ASSIGNMENT >> Please transcribe the entries below without omitting a single character.

DATA SHOWN >>
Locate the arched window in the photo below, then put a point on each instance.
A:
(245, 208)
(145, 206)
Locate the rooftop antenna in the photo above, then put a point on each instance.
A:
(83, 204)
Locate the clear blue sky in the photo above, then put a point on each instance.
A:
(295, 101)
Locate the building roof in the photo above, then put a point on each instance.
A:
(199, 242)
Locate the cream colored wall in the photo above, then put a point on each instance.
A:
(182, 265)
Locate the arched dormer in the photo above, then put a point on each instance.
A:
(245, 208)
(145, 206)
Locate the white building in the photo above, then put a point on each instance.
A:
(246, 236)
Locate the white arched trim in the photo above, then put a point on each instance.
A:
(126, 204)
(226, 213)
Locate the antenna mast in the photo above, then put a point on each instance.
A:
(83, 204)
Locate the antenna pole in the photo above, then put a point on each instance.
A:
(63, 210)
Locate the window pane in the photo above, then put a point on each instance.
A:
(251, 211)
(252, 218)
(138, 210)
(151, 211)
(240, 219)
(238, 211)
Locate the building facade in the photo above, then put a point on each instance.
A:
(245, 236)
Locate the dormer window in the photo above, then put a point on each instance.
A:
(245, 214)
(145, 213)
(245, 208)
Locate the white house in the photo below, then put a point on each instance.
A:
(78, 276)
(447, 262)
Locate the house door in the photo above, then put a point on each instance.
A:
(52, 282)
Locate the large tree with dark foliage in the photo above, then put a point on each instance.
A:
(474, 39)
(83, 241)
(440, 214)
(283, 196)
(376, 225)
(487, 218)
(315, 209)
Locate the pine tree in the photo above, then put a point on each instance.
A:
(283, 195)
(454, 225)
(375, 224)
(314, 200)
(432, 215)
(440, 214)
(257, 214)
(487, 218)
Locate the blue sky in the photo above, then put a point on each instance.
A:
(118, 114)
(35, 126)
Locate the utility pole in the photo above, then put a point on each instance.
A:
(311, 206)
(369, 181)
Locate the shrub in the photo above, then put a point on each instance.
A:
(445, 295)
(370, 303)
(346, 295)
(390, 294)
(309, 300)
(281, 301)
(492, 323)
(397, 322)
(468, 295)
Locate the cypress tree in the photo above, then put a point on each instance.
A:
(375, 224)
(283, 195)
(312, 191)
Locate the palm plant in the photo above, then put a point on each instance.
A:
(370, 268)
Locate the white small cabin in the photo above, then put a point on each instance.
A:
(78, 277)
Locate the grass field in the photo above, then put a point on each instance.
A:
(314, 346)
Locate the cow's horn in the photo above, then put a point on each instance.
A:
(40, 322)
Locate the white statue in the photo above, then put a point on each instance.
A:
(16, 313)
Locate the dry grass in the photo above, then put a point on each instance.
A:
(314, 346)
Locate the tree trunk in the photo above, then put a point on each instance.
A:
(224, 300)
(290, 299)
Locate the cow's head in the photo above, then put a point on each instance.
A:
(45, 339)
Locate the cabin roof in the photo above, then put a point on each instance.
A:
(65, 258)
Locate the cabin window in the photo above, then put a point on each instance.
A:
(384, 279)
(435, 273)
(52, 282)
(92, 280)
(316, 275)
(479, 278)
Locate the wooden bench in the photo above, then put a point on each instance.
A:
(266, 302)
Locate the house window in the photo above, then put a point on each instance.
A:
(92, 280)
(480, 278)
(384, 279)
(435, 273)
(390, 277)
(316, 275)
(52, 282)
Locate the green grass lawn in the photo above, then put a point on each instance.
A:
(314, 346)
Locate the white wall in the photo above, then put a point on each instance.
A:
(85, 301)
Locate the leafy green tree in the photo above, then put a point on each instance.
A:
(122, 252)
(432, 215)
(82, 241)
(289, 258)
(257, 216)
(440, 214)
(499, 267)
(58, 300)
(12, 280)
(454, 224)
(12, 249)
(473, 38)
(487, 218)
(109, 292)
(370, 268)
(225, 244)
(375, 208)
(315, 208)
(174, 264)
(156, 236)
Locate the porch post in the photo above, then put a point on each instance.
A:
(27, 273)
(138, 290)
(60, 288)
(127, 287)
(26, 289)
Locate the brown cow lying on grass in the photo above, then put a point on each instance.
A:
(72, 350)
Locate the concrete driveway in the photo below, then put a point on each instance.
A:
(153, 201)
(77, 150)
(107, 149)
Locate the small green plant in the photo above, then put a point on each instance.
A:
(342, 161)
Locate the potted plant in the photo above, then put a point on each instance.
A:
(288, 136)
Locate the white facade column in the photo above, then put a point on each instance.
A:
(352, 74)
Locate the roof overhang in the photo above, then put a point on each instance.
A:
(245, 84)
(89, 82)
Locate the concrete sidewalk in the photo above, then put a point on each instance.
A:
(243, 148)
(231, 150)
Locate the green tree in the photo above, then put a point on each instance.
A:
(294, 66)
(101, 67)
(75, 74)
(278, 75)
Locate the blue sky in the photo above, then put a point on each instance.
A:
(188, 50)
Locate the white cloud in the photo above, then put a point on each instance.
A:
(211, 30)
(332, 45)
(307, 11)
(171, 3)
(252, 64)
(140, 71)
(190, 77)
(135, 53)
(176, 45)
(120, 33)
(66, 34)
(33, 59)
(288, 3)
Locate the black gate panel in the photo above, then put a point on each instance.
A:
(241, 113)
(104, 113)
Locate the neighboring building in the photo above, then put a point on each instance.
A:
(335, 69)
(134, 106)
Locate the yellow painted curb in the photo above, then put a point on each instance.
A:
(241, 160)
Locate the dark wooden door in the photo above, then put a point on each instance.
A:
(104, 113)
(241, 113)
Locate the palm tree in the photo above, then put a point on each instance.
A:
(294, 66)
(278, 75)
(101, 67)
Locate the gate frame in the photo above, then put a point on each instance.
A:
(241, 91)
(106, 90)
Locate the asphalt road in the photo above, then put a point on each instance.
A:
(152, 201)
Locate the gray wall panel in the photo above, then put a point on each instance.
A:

EXERCISE ANSWER >>
Locate the arched window in the photo below, then put a point on each instance.
A:
(245, 208)
(145, 206)
Locate the rooftop antenna in the photo above, then put a point on each instance.
A:
(83, 204)
Locate the clear blue sky in the photo above, then put a point on each instance.
A:
(295, 101)
Locate the building roof in the photo above, then put a point on each instance.
A:
(199, 242)
Locate the cream colored wall in the photo above, then put a point on each instance.
A:
(182, 265)
Locate the arched dormer in the photo above, then put a point on each instance.
A:
(245, 208)
(145, 206)
Locate the white building in the photo above, then put a point on each instance.
A:
(246, 236)
Locate the white arched trim in the photo above, then put a point on each instance.
A:
(126, 204)
(226, 213)
Locate the antenna mast in the photo above, then put a point on each instance.
A:
(83, 204)
Locate the antenna pole in the photo above, then put a point on each instance.
A:
(63, 210)
Locate the window pane in the photo above, then put a point on each instance.
A:
(251, 211)
(252, 218)
(138, 210)
(151, 211)
(240, 219)
(238, 211)
Locate the building facade in the photo above, then put a point on each instance.
A:
(245, 236)
Locate the dormer window in the photo above, then put a point on each instance.
A:
(245, 214)
(145, 213)
(245, 208)
Locate the white house in the photo below, then put a point on each instance.
A:
(78, 276)
(447, 262)
Locate the house door in the photo above, then put a point on each instance.
A:
(52, 282)
Locate the large tree with dark foliage in the photo above, then put a point on each instance.
A:
(474, 39)
(83, 241)
(440, 214)
(283, 196)
(376, 225)
(487, 218)
(315, 209)
Locate the pine tree in the photo above, then put a point on each instance.
A:
(283, 195)
(454, 225)
(375, 224)
(314, 200)
(432, 215)
(440, 214)
(257, 214)
(487, 218)
Locate the blue sky in the photo above, then put a point on each instance.
A:
(118, 114)
(35, 126)
Locate the utility pole in the photo above, then put a point on each instance.
A:
(311, 206)
(369, 181)
Locate the shrub in the photo above, then put a point on each instance.
A:
(445, 295)
(370, 303)
(346, 295)
(390, 294)
(309, 300)
(281, 301)
(492, 323)
(397, 322)
(468, 295)
Locate the cypress tree in the photo above, then put a point on each instance.
A:
(375, 224)
(283, 195)
(312, 191)
Locate the palm plant in the photo above, then put a point on each instance.
A:
(370, 268)
Locate the white small cabin in the photo above, then put a point on each instance.
A:
(78, 277)
Locate the grass field in the photo above, then put a point on each instance.
A:
(314, 346)
Locate the cow's horn in the photo above, then put a point on each instance.
A:
(40, 322)
Locate the white statue in the photo above, then put a point on each instance.
A:
(16, 313)
Locate the dry grass in the photo above, then put a point on each instance.
A:
(314, 346)
Locate the tree trunk in the photo above, then put a point on each instance.
A:
(224, 300)
(290, 299)
Locate the cow's head in the photo above, then put a point on each instance.
A:
(45, 339)
Locate the cabin roof in the photo above, then put a point on each instance.
A:
(65, 258)
Locate the cabin window in the photo above, then put a point on each instance.
A:
(384, 279)
(435, 273)
(52, 282)
(92, 280)
(316, 275)
(479, 278)
Locate the wooden bench in the photo above, then put a point on each instance.
A:
(266, 302)
Locate the house window in the photo above, then put a point on each instance.
A:
(92, 280)
(480, 278)
(384, 279)
(435, 273)
(390, 277)
(316, 275)
(52, 282)
Locate the green grass lawn in the photo above, then put a point on each instance.
A:
(314, 346)
Locate the white wall in the photo above, then put a point on each instance.
A:
(85, 301)
Locate the leafy green tree in the photo above, then put a point on each instance.
A:
(122, 252)
(432, 215)
(82, 241)
(289, 258)
(257, 216)
(440, 214)
(499, 267)
(58, 300)
(12, 280)
(454, 224)
(12, 249)
(473, 38)
(487, 218)
(109, 292)
(370, 268)
(225, 244)
(375, 208)
(315, 208)
(174, 264)
(156, 236)
Locate the porch post in the photo above, then put a point on each instance.
A:
(27, 273)
(138, 290)
(60, 288)
(127, 287)
(26, 289)
Locate the brown cow lying on grass in the photo above, then put a point on each instance.
A:
(72, 350)
Locate the concrete driveway in the photo below, then put a point on each instance.
A:
(153, 201)
(77, 150)
(107, 149)
Locate the small green plant in the photo above, then put a point on each instance.
A:
(342, 161)
Locate the potted plant in the photo above, then put a point on each instance.
A:
(288, 136)
Locate the white facade column in the photo above, then put a point on each instance.
A:
(352, 74)
Locate the roof overhang in the photo above, then put a point on each instance.
A:
(245, 84)
(89, 82)
Locate the concrete sidewalk in the photo above, then put a point on each instance.
A:
(243, 148)
(231, 150)
Locate the green tree in the photo above, then put a point on each instance.
A:
(294, 66)
(101, 67)
(75, 74)
(278, 75)
Locate the blue sky in the photo above, then put a point on each instance.
A:
(188, 50)
Locate the white cloud in the photo above, then put a point on each instance.
A:
(211, 30)
(332, 45)
(307, 11)
(171, 3)
(252, 64)
(140, 71)
(190, 77)
(135, 53)
(176, 45)
(120, 33)
(66, 34)
(33, 59)
(288, 3)
Locate the black gate panel in the photo above, then put a point on each instance.
A:
(241, 113)
(104, 113)
Locate the neighboring building in the photo above, then put a point on each instance.
A:
(335, 69)
(134, 106)
Locate the yellow painted curb in the photo above, then put a point on each instance.
A:
(241, 160)
Locate the dark wooden door in the photo above, then put a point on each instance.
A:
(104, 113)
(241, 113)
Locate the palm tree in the photo above, then put a point on each instance.
A:
(294, 66)
(278, 75)
(101, 67)
Locate the gate frame in the photo above, then put a point on each instance.
A:
(241, 91)
(106, 90)
Locate the asphalt road in the photo above, then put a point on each instance.
A:
(152, 201)
Locate the gray wall panel in the photo above, then put a point on each instance.
A:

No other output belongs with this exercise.